◆ **WHAT YOU SHOULD DO**:
Among the entries below, please repeat exactly and only the lines from the line containing "Could you point to the red" to the line containing "Could you point to the forested", both lines included.

◆ **SUPPLIED DATA**:
********************

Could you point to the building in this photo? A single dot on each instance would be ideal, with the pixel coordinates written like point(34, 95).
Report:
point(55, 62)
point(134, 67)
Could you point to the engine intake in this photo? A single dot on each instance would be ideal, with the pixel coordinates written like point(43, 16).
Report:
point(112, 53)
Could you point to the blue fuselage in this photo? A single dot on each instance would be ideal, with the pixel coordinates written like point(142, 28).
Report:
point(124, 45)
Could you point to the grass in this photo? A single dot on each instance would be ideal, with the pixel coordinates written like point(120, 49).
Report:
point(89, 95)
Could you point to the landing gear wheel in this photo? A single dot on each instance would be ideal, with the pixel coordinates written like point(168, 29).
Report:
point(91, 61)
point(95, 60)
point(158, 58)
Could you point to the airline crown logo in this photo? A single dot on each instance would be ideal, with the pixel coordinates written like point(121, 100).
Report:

********************

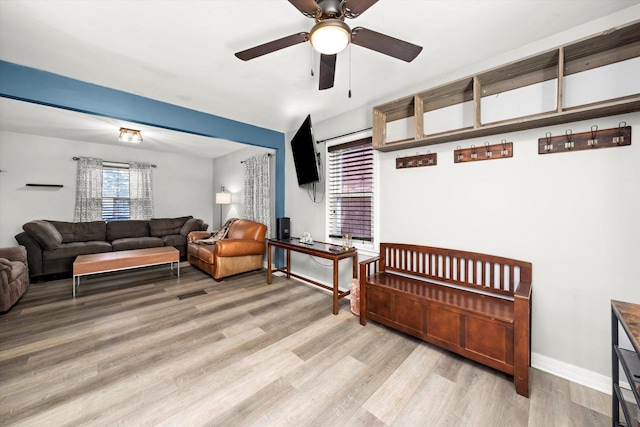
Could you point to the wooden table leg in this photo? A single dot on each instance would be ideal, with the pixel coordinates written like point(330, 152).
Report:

********************

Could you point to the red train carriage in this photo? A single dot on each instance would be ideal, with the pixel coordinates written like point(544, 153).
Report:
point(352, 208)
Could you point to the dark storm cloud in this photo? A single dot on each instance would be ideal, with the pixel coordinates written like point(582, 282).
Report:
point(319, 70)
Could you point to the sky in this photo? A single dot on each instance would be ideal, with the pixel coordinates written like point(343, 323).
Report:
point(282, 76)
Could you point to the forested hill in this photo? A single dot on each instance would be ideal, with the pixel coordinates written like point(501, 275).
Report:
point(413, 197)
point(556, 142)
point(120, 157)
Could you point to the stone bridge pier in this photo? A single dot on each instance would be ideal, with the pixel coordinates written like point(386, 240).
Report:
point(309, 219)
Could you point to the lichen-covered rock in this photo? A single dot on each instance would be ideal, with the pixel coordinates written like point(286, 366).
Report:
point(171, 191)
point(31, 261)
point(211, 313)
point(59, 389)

********************

◆ **EXERCISE ANSWER**:
Could you point to the red train carriage in this photo? A single dot on each instance would be ideal, with the pixel coordinates written like point(544, 153).
Report:
point(352, 208)
Could you point to the dark storm cloud in this photo? A single dot on each instance would be ideal, with the pixel coordinates written like point(582, 282).
Report:
point(319, 70)
Could you point to the sky in this photo? A single dot on each instance would be ideal, with the pixel coordinates written like point(343, 323).
Report:
point(282, 76)
Could you point to the forested hill in this photo? A single dot on each instance would be ideal, with the pixel coordinates written like point(501, 275).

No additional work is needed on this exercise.